**** SELECTED EXTRACT

Desperate to control prices ahead of elections, the Centre has decided to sell wheat and rice in the open market. Despite a bumper harvest, the wheat prices
had not crashed. This is because the government has procured more wheat than it needs. Traders and big farmers are holding wheat stocks on expectations of getting higher prices.

Foodgrain prices cannot fall much as the procurement prices have been raised sharply. Besides, the manual and inefficient handling of foodgrains, costlier transportation, widespread pilferage and wastage due to poor storage facilities contribute to high prices.

Much to the government’s relief, global oil and other commodity prices are on the retreat. Apart from oil, India is a heavy importer of pulses and edible oils. If the downward trend continues, this could help the government achieve its objective of bringing inflation down to a single digit by February-March 2009.

********
**** PROVIDED INFORMATION

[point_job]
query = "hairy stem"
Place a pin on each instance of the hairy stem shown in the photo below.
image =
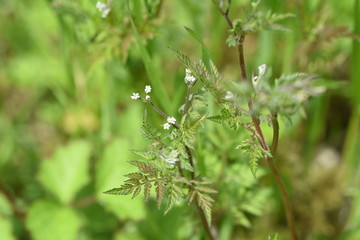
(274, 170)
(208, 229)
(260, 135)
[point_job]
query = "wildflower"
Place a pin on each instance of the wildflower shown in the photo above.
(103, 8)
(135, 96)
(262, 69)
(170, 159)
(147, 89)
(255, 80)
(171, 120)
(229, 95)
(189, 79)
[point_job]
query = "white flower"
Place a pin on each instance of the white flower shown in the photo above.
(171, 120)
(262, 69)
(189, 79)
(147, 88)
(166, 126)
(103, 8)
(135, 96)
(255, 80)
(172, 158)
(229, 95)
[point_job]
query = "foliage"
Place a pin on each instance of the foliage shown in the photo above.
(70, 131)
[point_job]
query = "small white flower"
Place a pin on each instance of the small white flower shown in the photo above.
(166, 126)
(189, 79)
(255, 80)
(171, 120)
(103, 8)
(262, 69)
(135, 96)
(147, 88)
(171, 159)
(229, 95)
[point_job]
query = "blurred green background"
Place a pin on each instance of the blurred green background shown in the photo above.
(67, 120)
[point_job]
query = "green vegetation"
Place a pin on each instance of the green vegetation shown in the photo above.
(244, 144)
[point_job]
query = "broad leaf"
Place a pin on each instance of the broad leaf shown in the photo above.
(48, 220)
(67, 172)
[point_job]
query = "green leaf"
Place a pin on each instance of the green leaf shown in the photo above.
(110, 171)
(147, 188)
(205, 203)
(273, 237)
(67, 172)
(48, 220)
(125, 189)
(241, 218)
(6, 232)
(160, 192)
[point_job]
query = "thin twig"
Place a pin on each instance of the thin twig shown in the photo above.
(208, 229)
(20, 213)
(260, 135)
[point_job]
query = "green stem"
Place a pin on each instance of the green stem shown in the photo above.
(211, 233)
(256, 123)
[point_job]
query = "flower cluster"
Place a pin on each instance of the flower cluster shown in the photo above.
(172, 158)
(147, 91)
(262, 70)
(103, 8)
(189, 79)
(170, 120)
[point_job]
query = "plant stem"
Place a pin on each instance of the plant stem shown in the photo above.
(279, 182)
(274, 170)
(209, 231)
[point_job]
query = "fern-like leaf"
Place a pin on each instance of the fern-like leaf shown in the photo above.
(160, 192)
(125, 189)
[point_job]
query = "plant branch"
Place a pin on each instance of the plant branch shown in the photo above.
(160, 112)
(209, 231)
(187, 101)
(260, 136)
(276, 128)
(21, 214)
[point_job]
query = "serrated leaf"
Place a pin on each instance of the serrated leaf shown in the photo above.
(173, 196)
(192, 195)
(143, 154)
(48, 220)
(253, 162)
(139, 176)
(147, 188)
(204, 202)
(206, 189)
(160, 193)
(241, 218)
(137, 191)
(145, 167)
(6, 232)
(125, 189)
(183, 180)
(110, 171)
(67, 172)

********
**** PROVIDED INFORMATION

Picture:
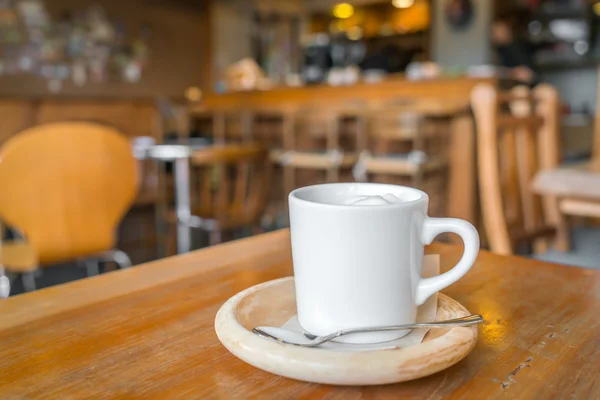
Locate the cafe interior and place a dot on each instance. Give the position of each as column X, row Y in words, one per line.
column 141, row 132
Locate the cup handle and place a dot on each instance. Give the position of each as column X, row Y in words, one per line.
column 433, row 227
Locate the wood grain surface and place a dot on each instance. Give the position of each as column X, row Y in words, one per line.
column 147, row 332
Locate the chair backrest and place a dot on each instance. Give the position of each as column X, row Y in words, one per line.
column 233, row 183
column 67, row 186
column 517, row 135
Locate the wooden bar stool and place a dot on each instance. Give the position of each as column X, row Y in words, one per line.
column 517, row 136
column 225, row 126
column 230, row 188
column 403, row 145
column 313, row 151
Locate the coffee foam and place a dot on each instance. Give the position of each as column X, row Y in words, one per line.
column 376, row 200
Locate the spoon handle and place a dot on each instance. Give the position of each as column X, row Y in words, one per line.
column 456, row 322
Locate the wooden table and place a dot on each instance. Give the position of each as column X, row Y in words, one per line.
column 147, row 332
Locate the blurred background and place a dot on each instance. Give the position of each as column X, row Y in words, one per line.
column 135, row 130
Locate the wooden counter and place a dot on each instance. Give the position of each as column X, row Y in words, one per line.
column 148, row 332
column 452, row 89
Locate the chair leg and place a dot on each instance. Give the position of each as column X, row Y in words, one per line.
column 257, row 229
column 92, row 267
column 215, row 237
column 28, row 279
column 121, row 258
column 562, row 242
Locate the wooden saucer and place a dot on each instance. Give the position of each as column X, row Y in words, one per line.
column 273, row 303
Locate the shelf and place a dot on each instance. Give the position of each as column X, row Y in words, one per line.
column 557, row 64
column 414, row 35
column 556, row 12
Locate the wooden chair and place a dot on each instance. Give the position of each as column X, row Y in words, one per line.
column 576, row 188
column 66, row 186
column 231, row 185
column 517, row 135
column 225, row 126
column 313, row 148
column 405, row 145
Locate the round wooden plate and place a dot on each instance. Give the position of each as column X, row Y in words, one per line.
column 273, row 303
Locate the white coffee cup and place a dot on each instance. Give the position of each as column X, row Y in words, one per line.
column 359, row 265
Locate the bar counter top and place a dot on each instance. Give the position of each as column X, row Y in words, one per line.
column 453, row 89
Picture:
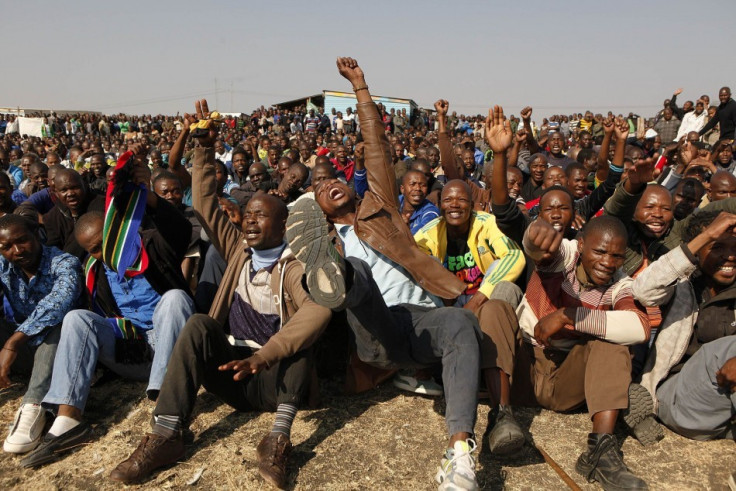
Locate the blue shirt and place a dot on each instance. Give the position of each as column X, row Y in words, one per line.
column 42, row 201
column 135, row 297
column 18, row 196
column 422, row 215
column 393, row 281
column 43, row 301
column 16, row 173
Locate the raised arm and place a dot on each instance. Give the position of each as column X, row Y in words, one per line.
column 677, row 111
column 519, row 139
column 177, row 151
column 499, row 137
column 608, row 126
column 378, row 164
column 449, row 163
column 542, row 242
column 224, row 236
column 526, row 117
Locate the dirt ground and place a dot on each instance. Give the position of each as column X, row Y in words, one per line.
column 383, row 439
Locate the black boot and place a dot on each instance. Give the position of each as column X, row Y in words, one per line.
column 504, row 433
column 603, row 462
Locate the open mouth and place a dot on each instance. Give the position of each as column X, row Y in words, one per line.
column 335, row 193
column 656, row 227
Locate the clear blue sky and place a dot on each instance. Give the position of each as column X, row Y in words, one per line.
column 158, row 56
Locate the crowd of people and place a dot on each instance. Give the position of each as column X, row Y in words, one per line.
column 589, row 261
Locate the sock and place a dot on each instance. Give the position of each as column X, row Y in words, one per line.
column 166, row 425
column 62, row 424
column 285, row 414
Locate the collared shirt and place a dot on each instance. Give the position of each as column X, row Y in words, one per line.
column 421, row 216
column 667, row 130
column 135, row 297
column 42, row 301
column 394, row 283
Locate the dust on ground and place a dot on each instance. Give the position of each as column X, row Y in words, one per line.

********

EXERCISE: Carry on the piece about foodgrain prices and inflation in India from the point where it stops, writing in the same style.

WRITTEN ANSWER:
Inflation, which has climbed to a 16-year high of 12.63 per cent, is widely expected to peak at 13 per cent before softening to about 8 per cent. This is an unrealistic hope. Since commodity prices in global markets are unpredictable and beyond the government’s control, it is not possible to forecast inflation accurately.

As the festival season approaches, the demand for products will rise. Sugar prices have started soaring due to insufficient supplies and it is one of the major contributors to inflation. The inflation figure the government reveals every Thursday is only tentative. The actual inflation rate, based on the government’s own flawed parameters, is significantly higher.

The government’s inflation battle is losing steam. The RBI has done whatever it could to tighten liquidity. It has only succeeded in slowing growth without reining in prices. Since prices are driven up largely because of food items, the government should focus on correcting the demand-supply imbalance.

The government admits that crops worth Rs 55,000 crore are lost post-harvest annually. Still, there is no shortage of food in the country. Only its supply requires better management. Food has become more expensive. To make it affordable for the poor, the government should plug leakages in the public distribution system and restrict it to the needy.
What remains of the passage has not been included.